▸ **Short problem**: Rewrite every line of the material below, switching "in this picture" to "in this photo" wherever it appears and leaving everything else unchanged. Omit the pictures.
══ Records for the exercise ══
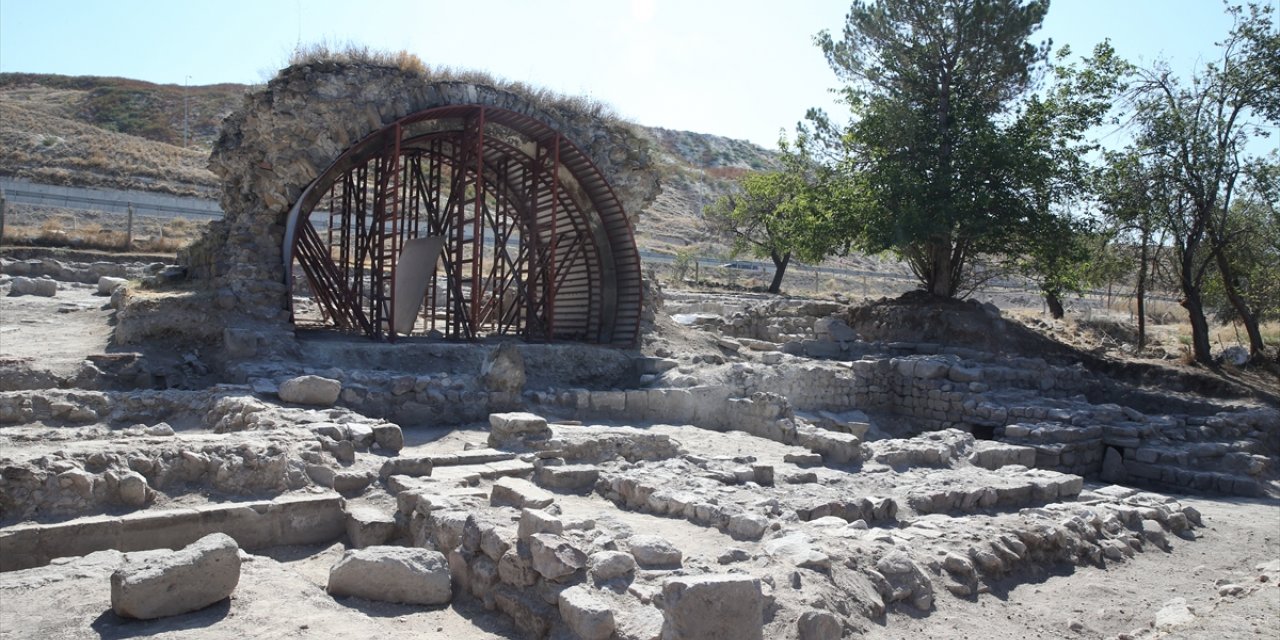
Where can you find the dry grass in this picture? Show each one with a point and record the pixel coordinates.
(352, 53)
(104, 233)
(50, 149)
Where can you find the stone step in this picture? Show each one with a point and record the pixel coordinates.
(1164, 476)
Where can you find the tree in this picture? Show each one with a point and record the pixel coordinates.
(954, 152)
(1252, 231)
(1136, 199)
(776, 215)
(1198, 133)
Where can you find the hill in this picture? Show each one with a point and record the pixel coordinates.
(127, 133)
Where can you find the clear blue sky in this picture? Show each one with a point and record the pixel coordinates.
(739, 68)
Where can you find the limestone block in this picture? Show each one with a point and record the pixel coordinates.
(748, 526)
(833, 329)
(44, 287)
(905, 580)
(310, 389)
(368, 526)
(351, 481)
(513, 492)
(389, 437)
(106, 284)
(516, 568)
(177, 583)
(508, 428)
(503, 369)
(653, 551)
(416, 467)
(818, 625)
(534, 521)
(611, 565)
(393, 574)
(995, 455)
(568, 476)
(585, 613)
(712, 607)
(654, 365)
(132, 488)
(554, 557)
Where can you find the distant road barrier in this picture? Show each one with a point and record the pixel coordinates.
(118, 201)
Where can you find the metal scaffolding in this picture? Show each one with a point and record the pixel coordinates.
(534, 242)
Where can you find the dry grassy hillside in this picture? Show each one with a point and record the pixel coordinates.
(126, 133)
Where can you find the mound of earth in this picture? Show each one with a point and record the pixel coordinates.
(918, 316)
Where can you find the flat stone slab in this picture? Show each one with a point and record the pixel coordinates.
(513, 492)
(177, 583)
(713, 607)
(393, 574)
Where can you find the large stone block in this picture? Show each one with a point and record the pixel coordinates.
(172, 584)
(310, 389)
(586, 613)
(513, 492)
(507, 428)
(553, 557)
(44, 287)
(393, 574)
(652, 551)
(712, 607)
(503, 369)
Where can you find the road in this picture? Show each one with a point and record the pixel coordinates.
(159, 205)
(114, 201)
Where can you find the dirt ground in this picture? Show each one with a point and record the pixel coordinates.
(1224, 584)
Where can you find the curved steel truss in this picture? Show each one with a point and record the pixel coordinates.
(466, 222)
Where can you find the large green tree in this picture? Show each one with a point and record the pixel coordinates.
(1200, 135)
(780, 214)
(954, 155)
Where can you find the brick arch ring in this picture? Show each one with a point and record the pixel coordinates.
(465, 222)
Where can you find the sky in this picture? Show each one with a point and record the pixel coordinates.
(736, 68)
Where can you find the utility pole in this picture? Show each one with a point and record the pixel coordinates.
(186, 86)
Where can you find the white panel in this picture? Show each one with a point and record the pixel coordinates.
(414, 273)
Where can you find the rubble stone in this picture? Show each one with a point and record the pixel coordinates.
(310, 389)
(393, 574)
(200, 575)
(712, 607)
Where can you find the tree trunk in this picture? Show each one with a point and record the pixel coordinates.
(780, 266)
(1242, 309)
(940, 269)
(1055, 306)
(1200, 327)
(1142, 286)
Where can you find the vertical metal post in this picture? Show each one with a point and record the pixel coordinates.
(478, 229)
(551, 255)
(128, 231)
(394, 236)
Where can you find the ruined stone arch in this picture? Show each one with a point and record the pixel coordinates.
(560, 187)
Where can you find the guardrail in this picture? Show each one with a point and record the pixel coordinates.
(22, 192)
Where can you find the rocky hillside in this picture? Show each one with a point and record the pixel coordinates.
(126, 133)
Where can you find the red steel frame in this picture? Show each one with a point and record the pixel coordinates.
(536, 243)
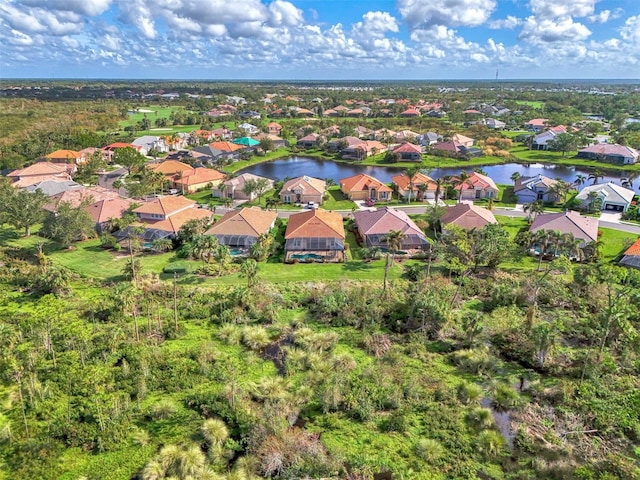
═══
▸ **Result**:
Where can you find the dry grass in this photo? Show each one with a point and record the pixel coordinates.
(352, 53)
(104, 233)
(50, 149)
Where can you find the stone step in this photo? Show each one with a point and record the pixel coordinates.
(1164, 476)
Where can you find the tree in this photo? Show each one with a point and record the pixel coordinates.
(954, 152)
(1252, 231)
(1136, 199)
(776, 215)
(1198, 133)
Where can you find the hill in this photo? Show each one with a point and record the pixel coordinates.
(127, 133)
Where can you find the clear blue sky in this photo? Show each one with a point and record the pixel coordinates.
(739, 68)
Where can you find the limestone block in this photo? Show each one with a point and record the pixel coordinates.
(748, 526)
(833, 329)
(44, 287)
(905, 580)
(310, 389)
(368, 526)
(351, 481)
(513, 492)
(389, 437)
(106, 284)
(516, 568)
(177, 583)
(508, 428)
(503, 369)
(653, 551)
(416, 467)
(818, 625)
(534, 521)
(611, 565)
(393, 574)
(995, 455)
(568, 476)
(585, 613)
(712, 607)
(654, 365)
(132, 488)
(554, 557)
Where can you find the distant road barrier in this photo? Show each one with a point and record the pixel coordinates.
(118, 201)
Where can you find the metal scaffolding in this photo? Show each one with a point and record the pixel coordinates.
(534, 242)
Where can you find the dry grassy hillside in this photo? Show each one with a point and record the pixel coordinates.
(126, 133)
Where can you find the mound of earth in this photo? Show each one with a point and record the pixel coordinates.
(918, 316)
Where can you find the flat stone slab in this photo? Show each one with a point and record the pixel coordinates.
(513, 492)
(177, 583)
(713, 607)
(393, 574)
Where can you find the large stone block in this photo? Show each one with a point and record the pixel coordinates.
(172, 584)
(310, 389)
(586, 613)
(513, 492)
(507, 428)
(553, 557)
(44, 287)
(393, 574)
(652, 551)
(712, 607)
(503, 369)
Where can you find the road in this photo? Show each one with a point and record the pixel coordinates.
(159, 205)
(114, 201)
Where can you find the dirt ground in this photo? Show each one with a point and record the pixel coordinates.
(1224, 584)
Where can you find the curved steel truss in this photo? Show each one with a point and record the pixel coordinates.
(466, 222)
Where can you find the large green tree in this photo? Show each one with a point and record the pixel coordinates.
(1200, 135)
(780, 214)
(954, 155)
Where can you find the brick arch ring in this photo? Show each one with a point and record the pixel coordinates.
(465, 222)
Where can you find the sky in this photo? Show each one with a point and record the pixel coordinates.
(736, 68)
Where can you find the utility pole in this photo? Show each one with a point and record the pixel coordinates.
(186, 86)
Where can you find the white panel in this photo? Show each one with a point and record the pixel coordinates.
(414, 273)
Where can you find the rubble stone in this photo? Show each one with a point and record the pixel coordinates.
(310, 389)
(393, 574)
(200, 575)
(712, 607)
Where can you find the tree trunk in this photo? Show each one with a point and record the pixel coordinates.
(780, 266)
(1242, 309)
(940, 269)
(1055, 306)
(1200, 327)
(1142, 286)
Where can you find the vertical metal post in this photo? Show each one with a point and record the pixel coordinates.
(478, 229)
(551, 255)
(128, 231)
(394, 236)
Where can you find the ruined stone arch in this photo? Show each one with a point and record the pixel coordinates.
(560, 187)
Where can you find the guardrail in this photo? Show each one with a point and record the pixel coordinates.
(22, 192)
Where can you find the rocky hillside in this photo? Show each one with a point and record the pixel coordinates.
(126, 133)
Where can you find the red steel frame in this photo? Show each one with a point and record the pixel coordinates.
(536, 243)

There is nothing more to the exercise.